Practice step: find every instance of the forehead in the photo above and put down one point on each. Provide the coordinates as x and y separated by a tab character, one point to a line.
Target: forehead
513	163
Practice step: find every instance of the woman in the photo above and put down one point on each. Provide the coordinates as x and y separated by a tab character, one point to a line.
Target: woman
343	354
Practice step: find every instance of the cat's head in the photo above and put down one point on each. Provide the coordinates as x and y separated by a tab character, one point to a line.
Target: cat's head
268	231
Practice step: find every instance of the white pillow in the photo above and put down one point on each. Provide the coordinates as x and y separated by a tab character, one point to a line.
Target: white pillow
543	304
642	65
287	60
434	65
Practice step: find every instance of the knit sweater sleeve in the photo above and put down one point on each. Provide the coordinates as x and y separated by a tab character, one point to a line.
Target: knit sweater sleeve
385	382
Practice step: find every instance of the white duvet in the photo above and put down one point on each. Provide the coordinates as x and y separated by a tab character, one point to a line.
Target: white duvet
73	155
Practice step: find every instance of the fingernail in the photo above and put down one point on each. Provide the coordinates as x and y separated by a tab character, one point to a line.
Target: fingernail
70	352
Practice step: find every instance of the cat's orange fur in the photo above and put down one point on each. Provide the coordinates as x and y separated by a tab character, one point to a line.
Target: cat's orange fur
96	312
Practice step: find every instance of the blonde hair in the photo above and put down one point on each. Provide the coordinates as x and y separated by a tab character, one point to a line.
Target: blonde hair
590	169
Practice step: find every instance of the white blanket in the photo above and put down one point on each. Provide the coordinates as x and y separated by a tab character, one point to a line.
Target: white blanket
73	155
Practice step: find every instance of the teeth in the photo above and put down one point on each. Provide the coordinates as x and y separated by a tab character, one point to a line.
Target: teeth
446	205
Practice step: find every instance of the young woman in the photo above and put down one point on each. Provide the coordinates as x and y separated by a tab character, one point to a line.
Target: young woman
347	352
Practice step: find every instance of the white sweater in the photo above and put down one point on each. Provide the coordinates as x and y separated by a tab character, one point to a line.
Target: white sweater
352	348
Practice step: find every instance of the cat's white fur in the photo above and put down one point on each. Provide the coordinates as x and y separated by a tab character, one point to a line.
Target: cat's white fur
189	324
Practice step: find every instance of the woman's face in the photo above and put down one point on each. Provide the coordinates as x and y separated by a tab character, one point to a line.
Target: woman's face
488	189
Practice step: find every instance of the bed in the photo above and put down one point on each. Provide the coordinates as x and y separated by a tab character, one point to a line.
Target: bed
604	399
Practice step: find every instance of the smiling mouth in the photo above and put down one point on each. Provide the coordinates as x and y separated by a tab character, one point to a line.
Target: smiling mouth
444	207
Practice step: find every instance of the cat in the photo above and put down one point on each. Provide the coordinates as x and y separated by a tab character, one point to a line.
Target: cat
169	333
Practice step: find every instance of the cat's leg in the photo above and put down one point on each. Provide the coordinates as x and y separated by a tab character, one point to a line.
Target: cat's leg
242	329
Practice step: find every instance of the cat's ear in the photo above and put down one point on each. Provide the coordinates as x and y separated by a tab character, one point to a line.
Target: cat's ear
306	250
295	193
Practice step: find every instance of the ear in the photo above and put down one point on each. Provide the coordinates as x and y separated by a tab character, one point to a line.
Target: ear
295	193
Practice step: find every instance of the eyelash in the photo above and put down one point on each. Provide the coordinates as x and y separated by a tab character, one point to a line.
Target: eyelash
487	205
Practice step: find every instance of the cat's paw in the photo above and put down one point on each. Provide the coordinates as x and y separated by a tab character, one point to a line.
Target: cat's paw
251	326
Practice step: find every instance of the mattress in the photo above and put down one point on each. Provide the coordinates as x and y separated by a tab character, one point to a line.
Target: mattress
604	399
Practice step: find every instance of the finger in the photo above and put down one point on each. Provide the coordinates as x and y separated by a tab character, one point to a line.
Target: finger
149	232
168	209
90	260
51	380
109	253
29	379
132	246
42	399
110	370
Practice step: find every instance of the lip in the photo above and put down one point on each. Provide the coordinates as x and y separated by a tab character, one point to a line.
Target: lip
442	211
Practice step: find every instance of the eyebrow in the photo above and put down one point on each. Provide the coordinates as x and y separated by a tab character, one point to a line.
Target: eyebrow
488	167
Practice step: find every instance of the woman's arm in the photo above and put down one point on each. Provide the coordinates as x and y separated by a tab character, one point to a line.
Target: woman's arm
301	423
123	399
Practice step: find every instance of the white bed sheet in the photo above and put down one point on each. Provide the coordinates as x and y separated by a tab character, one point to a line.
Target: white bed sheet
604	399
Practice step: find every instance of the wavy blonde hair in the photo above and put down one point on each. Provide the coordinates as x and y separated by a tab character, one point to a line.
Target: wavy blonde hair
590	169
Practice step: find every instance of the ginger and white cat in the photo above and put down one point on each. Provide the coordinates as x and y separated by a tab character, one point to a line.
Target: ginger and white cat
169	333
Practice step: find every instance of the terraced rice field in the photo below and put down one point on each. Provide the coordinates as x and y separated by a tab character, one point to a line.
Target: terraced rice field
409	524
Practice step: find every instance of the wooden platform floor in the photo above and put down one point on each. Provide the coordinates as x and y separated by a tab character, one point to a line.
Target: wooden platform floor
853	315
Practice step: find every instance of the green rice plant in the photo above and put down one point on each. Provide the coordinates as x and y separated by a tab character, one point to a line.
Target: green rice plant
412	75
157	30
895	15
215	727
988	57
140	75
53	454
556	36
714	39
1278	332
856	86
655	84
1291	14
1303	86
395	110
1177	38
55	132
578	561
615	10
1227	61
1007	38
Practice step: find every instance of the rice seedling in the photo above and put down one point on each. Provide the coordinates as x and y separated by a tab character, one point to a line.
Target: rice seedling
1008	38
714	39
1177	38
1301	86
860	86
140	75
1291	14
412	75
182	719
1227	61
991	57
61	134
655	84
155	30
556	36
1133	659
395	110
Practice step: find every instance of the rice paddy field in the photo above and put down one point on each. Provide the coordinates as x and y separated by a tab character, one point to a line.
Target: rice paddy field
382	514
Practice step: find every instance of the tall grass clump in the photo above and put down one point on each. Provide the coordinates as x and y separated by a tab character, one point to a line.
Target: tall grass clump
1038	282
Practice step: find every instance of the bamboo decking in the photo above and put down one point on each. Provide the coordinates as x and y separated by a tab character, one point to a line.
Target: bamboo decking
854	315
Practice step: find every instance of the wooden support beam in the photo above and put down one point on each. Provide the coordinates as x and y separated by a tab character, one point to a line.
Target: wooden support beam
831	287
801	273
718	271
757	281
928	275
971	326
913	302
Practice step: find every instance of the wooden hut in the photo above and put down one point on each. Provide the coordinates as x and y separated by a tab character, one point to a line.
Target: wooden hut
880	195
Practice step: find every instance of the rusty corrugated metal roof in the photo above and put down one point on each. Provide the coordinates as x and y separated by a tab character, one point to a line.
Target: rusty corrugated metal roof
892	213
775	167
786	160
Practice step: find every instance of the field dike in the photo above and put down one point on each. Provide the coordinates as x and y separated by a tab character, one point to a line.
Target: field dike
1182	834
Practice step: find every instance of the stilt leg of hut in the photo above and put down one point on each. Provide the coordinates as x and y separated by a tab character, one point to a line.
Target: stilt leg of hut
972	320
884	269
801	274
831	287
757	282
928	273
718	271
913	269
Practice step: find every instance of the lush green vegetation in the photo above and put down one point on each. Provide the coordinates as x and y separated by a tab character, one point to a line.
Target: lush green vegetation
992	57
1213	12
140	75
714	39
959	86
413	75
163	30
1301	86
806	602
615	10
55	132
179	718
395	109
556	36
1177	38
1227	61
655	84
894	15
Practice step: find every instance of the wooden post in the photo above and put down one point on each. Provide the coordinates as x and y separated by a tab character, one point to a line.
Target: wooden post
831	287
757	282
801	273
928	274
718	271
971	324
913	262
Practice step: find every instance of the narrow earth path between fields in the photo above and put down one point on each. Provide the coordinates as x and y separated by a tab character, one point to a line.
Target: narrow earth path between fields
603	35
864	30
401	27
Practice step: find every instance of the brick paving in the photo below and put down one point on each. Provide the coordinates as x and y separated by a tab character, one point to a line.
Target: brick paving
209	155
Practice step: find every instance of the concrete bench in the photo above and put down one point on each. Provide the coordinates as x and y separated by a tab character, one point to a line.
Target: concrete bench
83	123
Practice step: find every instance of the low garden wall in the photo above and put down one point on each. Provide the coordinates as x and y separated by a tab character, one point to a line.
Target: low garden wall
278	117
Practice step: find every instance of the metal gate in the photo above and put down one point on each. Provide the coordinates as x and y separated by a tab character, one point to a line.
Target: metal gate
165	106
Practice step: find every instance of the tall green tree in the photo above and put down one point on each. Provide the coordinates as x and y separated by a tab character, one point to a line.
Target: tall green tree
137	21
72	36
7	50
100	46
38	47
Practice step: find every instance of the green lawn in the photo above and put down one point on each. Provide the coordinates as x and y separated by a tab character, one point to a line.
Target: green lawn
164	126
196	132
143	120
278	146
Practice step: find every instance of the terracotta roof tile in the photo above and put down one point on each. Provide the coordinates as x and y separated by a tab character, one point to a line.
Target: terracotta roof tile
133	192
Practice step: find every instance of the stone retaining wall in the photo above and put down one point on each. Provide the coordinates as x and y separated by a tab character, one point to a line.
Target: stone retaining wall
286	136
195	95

◆ ◆ ◆ ◆

▸ Given task
Quote only the lines from the line containing "Practice step: find every instance of the tall green" through the end of the entries, keeping the first and the last.

▸ Full answer
Practice step: find every instance of the tall green tree in the photo above and put down one point on each. Provide the coordinates as x and y separated by a tab character, one point to a line.
Target: tall green tree
137	21
72	36
7	50
100	46
38	47
Practice step: find every instance of the green lawn in the photo above and put down one point on each. Provide the coordinates as x and y separated by a tab character, one point to a line.
Target: green lawn
164	126
196	132
143	120
278	146
Practice step: find every instance of the terracotta roof tile in the photo above and put down one point on each. Provide the coordinates as x and y separated by a tab character, one point to a line.
Target: terracotta roof tile
133	192
Practice step: find every instance of the stone retaining wall in the photo above and put down one point on each. Provide the coordinates as x and y separated by a tab character, one point to a line.
Target: stone retaining wall
286	136
195	95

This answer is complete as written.